[TASK INPUT]
══════════

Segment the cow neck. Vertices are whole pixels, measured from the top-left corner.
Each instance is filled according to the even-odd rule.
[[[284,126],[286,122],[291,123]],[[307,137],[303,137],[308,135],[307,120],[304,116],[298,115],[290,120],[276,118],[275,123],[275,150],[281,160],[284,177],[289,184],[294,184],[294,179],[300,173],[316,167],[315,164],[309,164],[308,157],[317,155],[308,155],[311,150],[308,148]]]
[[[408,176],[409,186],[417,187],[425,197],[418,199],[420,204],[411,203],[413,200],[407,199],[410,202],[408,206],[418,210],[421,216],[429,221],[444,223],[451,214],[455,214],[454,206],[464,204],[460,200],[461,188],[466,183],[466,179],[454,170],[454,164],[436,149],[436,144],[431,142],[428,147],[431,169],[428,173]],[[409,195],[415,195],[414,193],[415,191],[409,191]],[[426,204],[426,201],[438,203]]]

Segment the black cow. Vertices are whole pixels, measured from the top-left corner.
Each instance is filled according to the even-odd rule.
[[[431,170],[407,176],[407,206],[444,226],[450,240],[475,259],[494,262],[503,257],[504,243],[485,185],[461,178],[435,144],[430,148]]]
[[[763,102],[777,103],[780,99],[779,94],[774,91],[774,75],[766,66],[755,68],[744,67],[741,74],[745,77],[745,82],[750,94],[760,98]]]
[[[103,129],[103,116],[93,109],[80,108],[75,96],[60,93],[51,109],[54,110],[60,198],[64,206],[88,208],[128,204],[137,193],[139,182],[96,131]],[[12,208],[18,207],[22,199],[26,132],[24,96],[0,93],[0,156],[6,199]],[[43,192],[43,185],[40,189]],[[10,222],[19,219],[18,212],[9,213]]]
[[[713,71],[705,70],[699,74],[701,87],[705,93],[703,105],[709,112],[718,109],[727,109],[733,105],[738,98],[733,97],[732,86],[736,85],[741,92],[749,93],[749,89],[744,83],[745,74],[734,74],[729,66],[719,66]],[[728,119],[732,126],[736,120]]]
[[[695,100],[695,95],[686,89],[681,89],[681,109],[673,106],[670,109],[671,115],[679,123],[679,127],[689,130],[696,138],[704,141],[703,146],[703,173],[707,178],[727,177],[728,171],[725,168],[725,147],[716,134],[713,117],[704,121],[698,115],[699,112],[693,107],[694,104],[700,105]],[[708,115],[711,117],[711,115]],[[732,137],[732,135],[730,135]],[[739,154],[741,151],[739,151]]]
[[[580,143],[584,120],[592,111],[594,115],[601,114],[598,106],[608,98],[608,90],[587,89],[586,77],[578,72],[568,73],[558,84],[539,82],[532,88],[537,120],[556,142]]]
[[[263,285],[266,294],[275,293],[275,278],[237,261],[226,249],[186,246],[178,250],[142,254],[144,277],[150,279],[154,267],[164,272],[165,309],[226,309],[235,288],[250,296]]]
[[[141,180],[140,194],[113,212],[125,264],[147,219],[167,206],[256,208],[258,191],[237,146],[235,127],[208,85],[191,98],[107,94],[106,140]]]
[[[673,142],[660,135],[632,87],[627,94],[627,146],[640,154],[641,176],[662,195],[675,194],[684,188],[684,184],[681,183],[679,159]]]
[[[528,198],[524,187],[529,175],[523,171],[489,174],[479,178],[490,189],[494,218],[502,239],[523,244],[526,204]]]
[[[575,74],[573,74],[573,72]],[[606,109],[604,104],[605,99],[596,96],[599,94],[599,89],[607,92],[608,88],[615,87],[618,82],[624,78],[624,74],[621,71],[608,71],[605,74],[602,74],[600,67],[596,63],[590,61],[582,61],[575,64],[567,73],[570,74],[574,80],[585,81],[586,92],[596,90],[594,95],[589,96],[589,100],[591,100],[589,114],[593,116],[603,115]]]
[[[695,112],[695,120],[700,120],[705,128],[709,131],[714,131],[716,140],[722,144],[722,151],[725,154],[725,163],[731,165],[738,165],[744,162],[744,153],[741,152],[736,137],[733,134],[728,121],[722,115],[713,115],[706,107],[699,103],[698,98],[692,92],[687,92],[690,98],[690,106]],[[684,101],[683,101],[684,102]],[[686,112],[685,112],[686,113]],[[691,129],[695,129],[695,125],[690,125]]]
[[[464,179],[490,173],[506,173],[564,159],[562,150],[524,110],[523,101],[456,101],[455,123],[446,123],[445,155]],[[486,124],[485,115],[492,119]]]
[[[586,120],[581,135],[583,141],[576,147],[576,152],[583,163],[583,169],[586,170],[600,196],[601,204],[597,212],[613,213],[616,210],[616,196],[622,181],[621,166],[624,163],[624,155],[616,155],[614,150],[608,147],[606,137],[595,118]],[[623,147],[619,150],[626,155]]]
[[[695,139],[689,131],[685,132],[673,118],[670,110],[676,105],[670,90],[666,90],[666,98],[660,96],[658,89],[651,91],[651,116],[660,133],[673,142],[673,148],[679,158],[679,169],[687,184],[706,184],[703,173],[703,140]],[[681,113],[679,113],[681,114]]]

══════════

[WHAT YOU SHOULD DO]
All lines above with the word "measured" need to be reported.

[EXERCISE OUTPUT]
Segment the cow neck. Vertices are whole pixels, measured from the top-left corner.
Segment the black cow. Vertices are whole pixels, measured from the top-left corner.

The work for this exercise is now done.